- Source passage -
========

On October 10, 1865, Governor Stanford again wrote President Andrew Johnson and Secretary of Interior James Haran:

A call was issued for 5,000 laborers and from that day to the present, every able-bodied laborer that could be procured has been employed and kept constantly at work in the construction of the road.

Labor is, however, scarce and dear in this state. For several months the number procured was comparatively small, but recently they have increased more rapidly, until now, 5,000 men are employed, with over 6,000 teams and the prospect is that the number of laborers will be increased to 6,000 during this season.

A large majority of the white laboring class on the Pacific Coast find more profitable and congenial employment in mining and agricultural pursuits, than in railroad work. The greater portion of the laborers employed by us are Chinese who constitute a large element in the population of California. Without them it would be impossible to complete the western portion of this great national enterprise within the time required by the Acts of Congress.

Governor Stanford held the Chinese workers in such high esteem that he provided in his will for the permanent employment of a large number. Some of these were still living and working lands now owned by Stanford University in the 1930's. [10]
[10] Heath, "Trail to Rail," S.P.B., XV, Chap. XV, p. 12.

Building the Central Pacific road over and through the granite walls of the Sierra Nevada was done literally by hand. Chinese were lowered in baskets over cliffs two thousand feet above the base of the American River Canyon to chisel a roadway through the granite reaches and occasional shale deposits for the iron rails.[11]  It is easy to understand why Central Pacific's Chinese became known as "Crocker's Pets," when you consider their industriousness and steadiness.[12]
[11] Ibid., Chap. XVI, p. 12.
[12] Sabin, Building the Pacific Railway, 112.

Central Pacific and its Chinese laborers met the biggest problem in the fight to cross the Sierra after the line was opened to Cisco. This problem was the summit tunnels-eleven of them numbered three to thirteen within a twenty-mile stretch between Cisco, located at Mile Post 92 (from Sacramento), and Lake Ridge at Mile Post 112 just west of Cold Stream Valley on the eastern slope of the summit. These tunnels were bored while the mountain slopes were covered with as much as thirty feet of snow.

Civil Engineer John R. Gillis, who worked on these tunnels, told the American Society of Civil Engineers, which recently declared the Central Pacific a National Civil Engineering Landmark, that

 During the fall of 1866, the track reached Cisco, and as fast as the gangs of Chinamen were released, they were hurried to the Summit to be distributed among the tunnels in its vicinity. The year before [in August, 1865] some gangs had been sent to Summit Tunnel No. 6, and commenced the cuts at its extremities; winter set in before the headings were started, and the work had to be abandoned. To avoid a repetition of such delay, the approaches to all the tunnels were covered with men ... [who] worked day and night in three shifts of eight hours each. Thus, time was saved, and the tunnel organization started at once. As an illustration of the hurry, I may mention walking two miles over the hills after dark and staking out the east end of Tunnel 12 by the light of a bonfire. At nine o'clock the men were at work. . . .  [13]
[13]  J. G. Gillis Speech Before the American Society of Civil Engineers, January 5, 1870 (typescript, Southern Pacific Company Archives, San Francisco), 10.

========

- Short exercise A -
Which lines in the records contain the string "elderly"? Copy out each of them, treating uppercase and lowercase as different.

- Items -
========

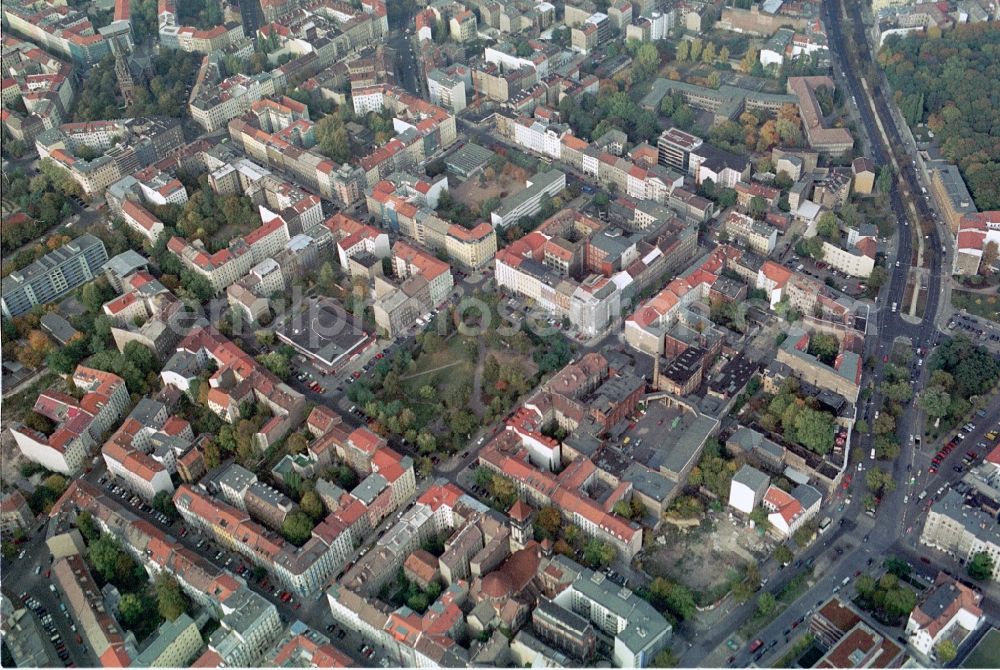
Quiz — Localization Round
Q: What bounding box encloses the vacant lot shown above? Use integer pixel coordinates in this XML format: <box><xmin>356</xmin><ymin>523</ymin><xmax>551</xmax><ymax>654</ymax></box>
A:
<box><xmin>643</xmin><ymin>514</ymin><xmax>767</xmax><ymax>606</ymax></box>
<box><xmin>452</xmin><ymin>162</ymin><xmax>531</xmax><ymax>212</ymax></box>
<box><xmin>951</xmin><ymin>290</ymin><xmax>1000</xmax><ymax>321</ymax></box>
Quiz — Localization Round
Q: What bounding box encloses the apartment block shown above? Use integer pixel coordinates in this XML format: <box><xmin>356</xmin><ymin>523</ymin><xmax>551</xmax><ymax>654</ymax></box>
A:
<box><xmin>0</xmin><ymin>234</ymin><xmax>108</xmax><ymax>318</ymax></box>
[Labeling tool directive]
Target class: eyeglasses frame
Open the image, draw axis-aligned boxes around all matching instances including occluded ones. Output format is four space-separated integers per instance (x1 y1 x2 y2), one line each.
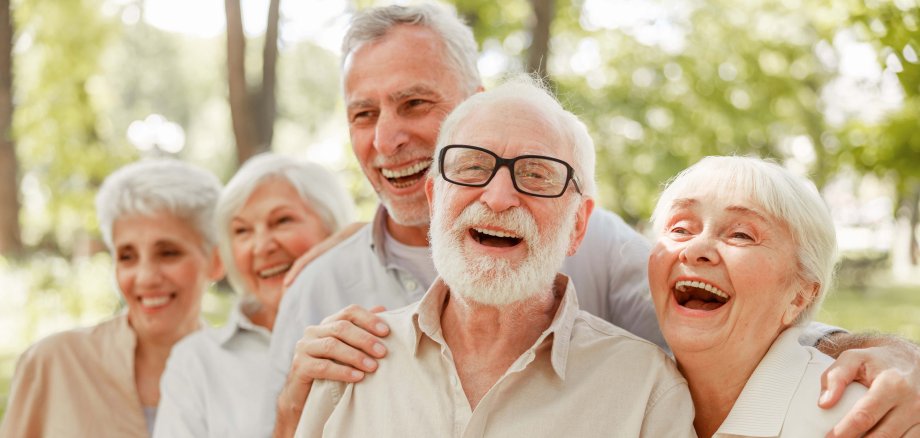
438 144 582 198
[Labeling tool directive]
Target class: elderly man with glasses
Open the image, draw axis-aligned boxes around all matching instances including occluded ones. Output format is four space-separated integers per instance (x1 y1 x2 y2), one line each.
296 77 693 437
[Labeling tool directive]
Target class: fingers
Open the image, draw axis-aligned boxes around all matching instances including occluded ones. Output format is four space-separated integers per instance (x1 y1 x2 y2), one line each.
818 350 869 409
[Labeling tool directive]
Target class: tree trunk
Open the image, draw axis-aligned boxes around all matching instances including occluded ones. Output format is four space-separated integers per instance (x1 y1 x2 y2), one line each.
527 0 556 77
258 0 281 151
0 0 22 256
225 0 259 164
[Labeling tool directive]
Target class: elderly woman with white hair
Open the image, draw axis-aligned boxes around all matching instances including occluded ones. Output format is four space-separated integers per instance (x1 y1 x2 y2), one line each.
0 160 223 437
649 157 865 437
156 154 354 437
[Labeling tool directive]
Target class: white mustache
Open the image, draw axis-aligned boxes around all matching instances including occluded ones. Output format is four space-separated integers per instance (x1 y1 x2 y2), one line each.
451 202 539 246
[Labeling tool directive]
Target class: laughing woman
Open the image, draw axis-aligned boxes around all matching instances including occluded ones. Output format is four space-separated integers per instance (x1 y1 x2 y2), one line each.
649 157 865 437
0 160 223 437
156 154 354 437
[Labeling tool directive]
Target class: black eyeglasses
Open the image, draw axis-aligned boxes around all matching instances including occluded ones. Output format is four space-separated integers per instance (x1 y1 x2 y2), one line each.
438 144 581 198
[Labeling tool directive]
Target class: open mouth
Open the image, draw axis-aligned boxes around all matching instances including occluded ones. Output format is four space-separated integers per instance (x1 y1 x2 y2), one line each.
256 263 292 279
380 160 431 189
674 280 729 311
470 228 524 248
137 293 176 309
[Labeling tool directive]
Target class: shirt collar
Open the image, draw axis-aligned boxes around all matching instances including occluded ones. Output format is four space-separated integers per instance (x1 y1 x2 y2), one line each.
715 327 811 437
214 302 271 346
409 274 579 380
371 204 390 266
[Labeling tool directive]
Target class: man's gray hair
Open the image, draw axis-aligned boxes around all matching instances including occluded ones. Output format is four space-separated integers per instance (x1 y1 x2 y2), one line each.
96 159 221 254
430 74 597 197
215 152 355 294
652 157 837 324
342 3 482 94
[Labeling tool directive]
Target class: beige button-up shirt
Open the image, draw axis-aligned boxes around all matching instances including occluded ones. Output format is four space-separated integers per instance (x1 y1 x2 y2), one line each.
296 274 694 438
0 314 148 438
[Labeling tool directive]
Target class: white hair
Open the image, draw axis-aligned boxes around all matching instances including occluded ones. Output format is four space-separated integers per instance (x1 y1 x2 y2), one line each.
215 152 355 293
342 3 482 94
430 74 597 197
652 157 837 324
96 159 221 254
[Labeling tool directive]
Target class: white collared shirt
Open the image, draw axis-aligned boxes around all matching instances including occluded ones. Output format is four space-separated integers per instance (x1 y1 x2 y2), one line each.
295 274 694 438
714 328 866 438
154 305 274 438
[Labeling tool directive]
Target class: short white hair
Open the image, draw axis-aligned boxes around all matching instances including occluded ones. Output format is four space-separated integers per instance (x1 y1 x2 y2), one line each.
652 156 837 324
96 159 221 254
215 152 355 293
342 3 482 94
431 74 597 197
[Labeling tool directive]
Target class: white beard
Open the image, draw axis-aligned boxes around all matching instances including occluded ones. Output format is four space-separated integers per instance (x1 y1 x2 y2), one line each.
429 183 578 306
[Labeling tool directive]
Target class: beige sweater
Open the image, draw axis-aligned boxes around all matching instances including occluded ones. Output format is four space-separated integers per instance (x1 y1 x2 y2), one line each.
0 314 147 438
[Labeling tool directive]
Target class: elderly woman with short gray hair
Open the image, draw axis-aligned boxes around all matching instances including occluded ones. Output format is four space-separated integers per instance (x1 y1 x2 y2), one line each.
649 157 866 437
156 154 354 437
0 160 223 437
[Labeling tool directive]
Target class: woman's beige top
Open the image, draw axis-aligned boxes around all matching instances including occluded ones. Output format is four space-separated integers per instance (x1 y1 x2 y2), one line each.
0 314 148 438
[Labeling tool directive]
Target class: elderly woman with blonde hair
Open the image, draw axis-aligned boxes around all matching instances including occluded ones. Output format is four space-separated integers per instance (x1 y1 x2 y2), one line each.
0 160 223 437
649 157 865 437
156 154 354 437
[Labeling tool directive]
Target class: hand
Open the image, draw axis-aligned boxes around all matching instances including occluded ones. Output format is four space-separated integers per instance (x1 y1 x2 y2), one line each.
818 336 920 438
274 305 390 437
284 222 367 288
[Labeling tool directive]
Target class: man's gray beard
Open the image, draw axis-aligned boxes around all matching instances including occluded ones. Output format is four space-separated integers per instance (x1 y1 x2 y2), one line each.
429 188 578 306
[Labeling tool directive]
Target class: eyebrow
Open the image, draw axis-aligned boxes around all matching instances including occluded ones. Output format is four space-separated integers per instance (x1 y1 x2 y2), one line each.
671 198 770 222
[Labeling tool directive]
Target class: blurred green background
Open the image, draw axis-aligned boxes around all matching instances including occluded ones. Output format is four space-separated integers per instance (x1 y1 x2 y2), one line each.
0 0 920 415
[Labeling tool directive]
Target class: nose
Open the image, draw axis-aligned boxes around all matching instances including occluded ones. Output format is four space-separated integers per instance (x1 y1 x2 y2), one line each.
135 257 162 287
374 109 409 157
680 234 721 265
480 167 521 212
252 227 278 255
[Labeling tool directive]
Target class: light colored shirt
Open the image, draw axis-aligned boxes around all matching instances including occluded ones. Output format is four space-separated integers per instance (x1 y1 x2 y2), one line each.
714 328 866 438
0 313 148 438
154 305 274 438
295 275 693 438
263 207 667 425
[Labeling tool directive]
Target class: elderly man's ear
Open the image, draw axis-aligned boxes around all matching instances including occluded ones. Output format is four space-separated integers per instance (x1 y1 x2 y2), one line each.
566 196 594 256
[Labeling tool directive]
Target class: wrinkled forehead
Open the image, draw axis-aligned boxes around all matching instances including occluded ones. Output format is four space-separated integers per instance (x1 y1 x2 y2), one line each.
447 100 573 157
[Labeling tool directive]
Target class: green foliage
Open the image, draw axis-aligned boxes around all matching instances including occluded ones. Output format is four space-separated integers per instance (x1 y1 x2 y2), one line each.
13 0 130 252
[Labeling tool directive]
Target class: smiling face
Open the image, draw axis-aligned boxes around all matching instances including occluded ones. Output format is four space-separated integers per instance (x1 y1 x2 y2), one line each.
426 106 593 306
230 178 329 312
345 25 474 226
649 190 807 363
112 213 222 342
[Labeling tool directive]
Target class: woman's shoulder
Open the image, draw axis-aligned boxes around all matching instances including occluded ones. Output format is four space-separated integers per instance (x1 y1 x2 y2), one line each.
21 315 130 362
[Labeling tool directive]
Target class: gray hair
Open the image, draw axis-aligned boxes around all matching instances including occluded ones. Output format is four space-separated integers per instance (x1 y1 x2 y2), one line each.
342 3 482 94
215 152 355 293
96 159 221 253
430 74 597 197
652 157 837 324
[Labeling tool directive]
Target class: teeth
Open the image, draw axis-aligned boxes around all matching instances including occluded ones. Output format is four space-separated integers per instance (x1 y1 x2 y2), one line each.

========

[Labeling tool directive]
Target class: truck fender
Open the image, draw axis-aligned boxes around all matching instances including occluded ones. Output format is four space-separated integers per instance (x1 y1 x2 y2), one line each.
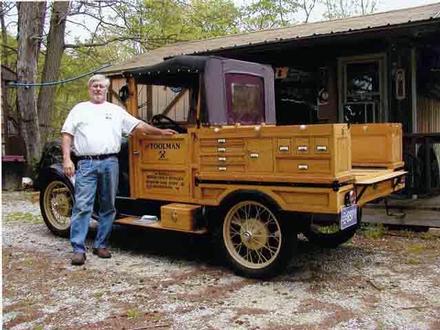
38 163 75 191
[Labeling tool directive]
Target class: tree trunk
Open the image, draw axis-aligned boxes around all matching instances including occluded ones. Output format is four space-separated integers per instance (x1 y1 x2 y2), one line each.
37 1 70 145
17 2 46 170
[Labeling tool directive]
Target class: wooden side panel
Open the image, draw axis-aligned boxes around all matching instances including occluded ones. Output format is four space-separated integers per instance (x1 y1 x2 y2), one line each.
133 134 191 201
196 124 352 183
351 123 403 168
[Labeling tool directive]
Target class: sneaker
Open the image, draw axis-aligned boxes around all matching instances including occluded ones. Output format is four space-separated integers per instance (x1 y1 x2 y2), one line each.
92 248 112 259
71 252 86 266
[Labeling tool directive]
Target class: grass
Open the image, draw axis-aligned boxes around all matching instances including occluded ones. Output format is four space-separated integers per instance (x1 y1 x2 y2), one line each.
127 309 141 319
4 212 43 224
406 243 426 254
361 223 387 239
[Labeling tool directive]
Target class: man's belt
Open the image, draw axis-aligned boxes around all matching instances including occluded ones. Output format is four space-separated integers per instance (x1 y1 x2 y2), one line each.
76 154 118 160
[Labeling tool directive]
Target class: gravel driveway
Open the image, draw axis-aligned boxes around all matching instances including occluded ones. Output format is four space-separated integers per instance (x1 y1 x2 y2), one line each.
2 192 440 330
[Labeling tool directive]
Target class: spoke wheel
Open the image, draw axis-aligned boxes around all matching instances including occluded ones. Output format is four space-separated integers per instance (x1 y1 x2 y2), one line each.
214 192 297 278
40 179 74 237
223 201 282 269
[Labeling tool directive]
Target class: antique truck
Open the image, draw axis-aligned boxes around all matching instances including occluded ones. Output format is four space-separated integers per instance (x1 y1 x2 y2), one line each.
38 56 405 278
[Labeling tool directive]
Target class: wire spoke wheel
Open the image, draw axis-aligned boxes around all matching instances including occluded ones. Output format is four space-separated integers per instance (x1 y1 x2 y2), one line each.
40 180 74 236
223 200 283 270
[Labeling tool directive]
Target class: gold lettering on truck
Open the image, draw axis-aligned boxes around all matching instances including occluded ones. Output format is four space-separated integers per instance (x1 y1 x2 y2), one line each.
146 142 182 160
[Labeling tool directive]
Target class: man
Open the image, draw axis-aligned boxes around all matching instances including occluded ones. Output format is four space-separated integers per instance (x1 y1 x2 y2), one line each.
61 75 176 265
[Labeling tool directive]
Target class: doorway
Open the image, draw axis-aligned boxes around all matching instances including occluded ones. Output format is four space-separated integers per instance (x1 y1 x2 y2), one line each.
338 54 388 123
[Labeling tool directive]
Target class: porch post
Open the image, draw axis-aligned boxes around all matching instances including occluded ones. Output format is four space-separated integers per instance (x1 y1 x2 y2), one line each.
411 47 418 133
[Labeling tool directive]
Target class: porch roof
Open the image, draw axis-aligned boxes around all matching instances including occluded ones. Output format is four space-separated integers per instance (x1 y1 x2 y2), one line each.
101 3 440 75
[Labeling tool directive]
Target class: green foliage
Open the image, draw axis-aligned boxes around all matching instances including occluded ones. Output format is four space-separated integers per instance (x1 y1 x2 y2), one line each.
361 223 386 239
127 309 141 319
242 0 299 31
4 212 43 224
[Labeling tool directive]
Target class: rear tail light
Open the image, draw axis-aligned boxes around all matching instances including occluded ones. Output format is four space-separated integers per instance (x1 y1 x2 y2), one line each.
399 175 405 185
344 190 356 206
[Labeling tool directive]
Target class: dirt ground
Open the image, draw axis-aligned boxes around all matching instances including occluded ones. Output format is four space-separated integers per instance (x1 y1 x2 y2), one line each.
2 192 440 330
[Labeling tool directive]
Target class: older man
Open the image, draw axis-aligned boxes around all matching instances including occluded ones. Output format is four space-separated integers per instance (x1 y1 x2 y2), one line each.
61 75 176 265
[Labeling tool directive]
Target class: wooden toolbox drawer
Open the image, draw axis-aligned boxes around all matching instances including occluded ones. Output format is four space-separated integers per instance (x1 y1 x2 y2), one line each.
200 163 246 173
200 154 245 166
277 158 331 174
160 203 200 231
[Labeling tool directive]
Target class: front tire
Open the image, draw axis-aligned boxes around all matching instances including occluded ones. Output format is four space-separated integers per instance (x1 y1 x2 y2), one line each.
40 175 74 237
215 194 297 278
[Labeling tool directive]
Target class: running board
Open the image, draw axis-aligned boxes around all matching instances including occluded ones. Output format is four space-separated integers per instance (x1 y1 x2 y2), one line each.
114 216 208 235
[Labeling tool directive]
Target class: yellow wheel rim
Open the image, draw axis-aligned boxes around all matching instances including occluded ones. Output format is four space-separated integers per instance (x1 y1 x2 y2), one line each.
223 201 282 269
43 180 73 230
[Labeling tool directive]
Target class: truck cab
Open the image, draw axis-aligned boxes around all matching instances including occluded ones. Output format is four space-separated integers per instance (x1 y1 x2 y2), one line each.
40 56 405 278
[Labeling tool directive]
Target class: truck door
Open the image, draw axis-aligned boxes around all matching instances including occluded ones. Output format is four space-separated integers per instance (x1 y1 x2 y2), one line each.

========

- Short exercise B -
Which people does the Central Pacific passage introduce with a title or office in front of their name?

- Written reply A -
Target class: elderly man with glasses
Target class: elderly woman with white hair
Target class: elderly woman with short gray hair
Target class: elderly woman with blonde hair
Target class: elderly man's ear

- Written reply B -
Governor Stanford
President Andrew Johnson
Secretary of Interior James Haran
Civil Engineer John R. Gillis